PASSAGE TO READ -
■ ■ ■ ■

Revision as of 20:52, 4 May 2008

This is an AoPSWiki Word of the Week for May 4-11

The Squeeze Theorem (also called the Sandwich Theorem or the Squeeze Play Theorem) is a relatively simple theorem that deals with calculus, specifically limits.

Squeeze Theorem

Theorem

Suppose $f(x)$ is between $g(x)$ and $h(x)$ for all $x$ in the neighborhood of $S$. If $g$ and $h$ approach some common limit L as $x$ approaches $S$, then $\lim_{x\to S}f(x)=L$.

Proof

If $f(x)$ is between $g(x)$ and $h(x)$ for all $x$ in the neighborhood of $S$, then either $g(x)\leq f(x) \leq h(x)$ or $h(x)\leq f(x)\leq g(x)$ for all $x$ in the neighborhood of $S$. Since the second case is basically the first case, we just need to prove the first case.

■ ■ ■ ■

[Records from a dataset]
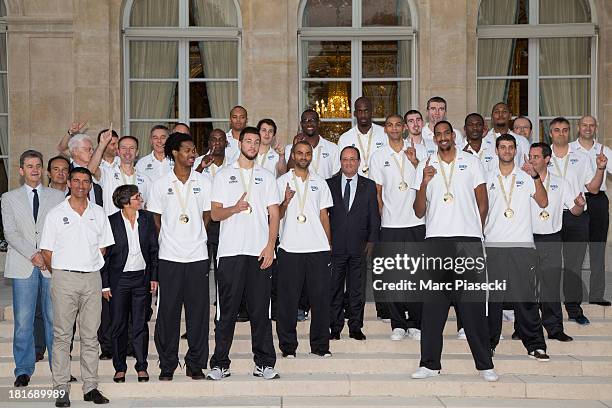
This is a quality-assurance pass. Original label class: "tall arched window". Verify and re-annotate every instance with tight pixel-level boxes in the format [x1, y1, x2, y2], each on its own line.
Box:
[477, 0, 597, 141]
[299, 0, 417, 139]
[123, 0, 242, 153]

■ ■ ■ ■

DIRECTIVES -
• 1. According to the Squeeze Theorem passage, what other names is the theorem known by?
• 2. Copy out every line of the rows that contains the word "each".

EXPECTED ANSWERS -
• 1. The Sandwich Theorem and the Squeeze Play Theorem.

• 2.
This is a quality-assurance pass. Original label class: "tall arched window". Verify and re-annotate every instance with tight pixel-level boxes in the format [x1, y1, x2, y2], each on its own line.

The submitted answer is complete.